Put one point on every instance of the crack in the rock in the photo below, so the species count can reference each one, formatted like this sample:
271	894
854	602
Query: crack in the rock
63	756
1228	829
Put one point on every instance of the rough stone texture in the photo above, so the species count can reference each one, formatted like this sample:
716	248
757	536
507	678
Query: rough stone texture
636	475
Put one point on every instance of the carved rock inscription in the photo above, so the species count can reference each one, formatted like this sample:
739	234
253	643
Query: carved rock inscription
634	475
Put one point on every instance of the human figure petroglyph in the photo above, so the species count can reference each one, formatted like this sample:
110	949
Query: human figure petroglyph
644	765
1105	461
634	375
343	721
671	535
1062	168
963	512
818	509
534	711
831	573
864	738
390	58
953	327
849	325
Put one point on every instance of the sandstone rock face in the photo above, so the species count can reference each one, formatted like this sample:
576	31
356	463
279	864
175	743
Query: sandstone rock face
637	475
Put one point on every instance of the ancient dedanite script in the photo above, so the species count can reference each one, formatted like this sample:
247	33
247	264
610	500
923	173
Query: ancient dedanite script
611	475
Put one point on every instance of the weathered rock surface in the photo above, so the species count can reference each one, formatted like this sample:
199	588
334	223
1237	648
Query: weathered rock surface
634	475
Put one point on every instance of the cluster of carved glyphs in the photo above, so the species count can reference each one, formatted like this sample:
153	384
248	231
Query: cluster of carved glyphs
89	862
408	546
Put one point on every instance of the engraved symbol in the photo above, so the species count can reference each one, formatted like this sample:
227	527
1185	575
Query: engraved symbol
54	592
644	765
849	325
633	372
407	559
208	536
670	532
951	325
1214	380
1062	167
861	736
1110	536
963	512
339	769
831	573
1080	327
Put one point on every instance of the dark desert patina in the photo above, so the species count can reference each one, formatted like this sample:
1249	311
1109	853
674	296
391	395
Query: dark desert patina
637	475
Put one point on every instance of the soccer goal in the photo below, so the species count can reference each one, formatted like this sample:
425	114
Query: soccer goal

## WHAT YOU NEED TO DO
Extract every line of the listing above and reproduce each one verbatim, in its original order and without alteration.

## COMPLETE OUTPUT
Put one point on every instance of the crack in the rock in the photo below, so the species count can reference each one, formatted like this sample:
271	894
854	602
Query: crack in the rock
63	756
1228	829
Put one point on every instance of the rough stone texture in the photo above, so the species count can reference each one, formatted like this sample:
716	248
757	536
507	678
Query: rough stone texture
636	475
Put one point on every instance of the carved rock inscription in the photo above, so the species count can reference each one, formatted like this sample:
739	234
253	643
Query: carved rock inscription
634	475
Put one point on every instance of the human figure petroglyph in the photo above, so the species count can reference each one, formatted like this sample:
110	949
Query: human figure petroglyph
644	765
1105	461
634	375
343	721
671	535
1062	168
963	512
818	509
534	711
831	573
864	738
390	58
953	327
849	325
Put one point on every instance of the sandstone rock face in the photo above, so the species count can reference each one, formatted like this sample:
576	31
356	463
279	864
175	743
Query: sandstone rock face
637	475
Put one point on every instance of the ancient dedanite script in the photo above, so the species count can reference each one, formatted like this sample:
247	33
247	264
610	500
923	173
Query: ancient dedanite script
611	475
Put one point on every instance of the weathered rock surface in the photo above, so the species count can reference each one, formatted like this sample:
199	588
334	223
1237	648
Query: weathered rock surface
634	475
Put one point on every instance of the cluster of carved glyphs in the photo above, so the species count can reference each one, formatted like this sample:
153	384
248	231
Query: cluster of carved glyphs
89	862
408	546
Put one point on every instance of the engraved symbol in the photo above, so the species count can reference each one, formatted like this sample:
227	527
1185	575
Query: engraved symbol
54	592
644	765
849	325
633	372
407	559
208	536
670	532
951	325
1214	380
1062	167
861	736
1110	536
963	512
339	769
831	573
1080	327
Put one point on every instance of the dark desert patina in the photo above, so the species count can reference each one, formatted like this sample:
1249	311
1109	853
674	296
391	395
Query: dark desert patina
637	475
Put one point on every instance of the soccer goal in the photo below, so the species count can reference each one, formatted like this sample:
425	114
Query: soccer goal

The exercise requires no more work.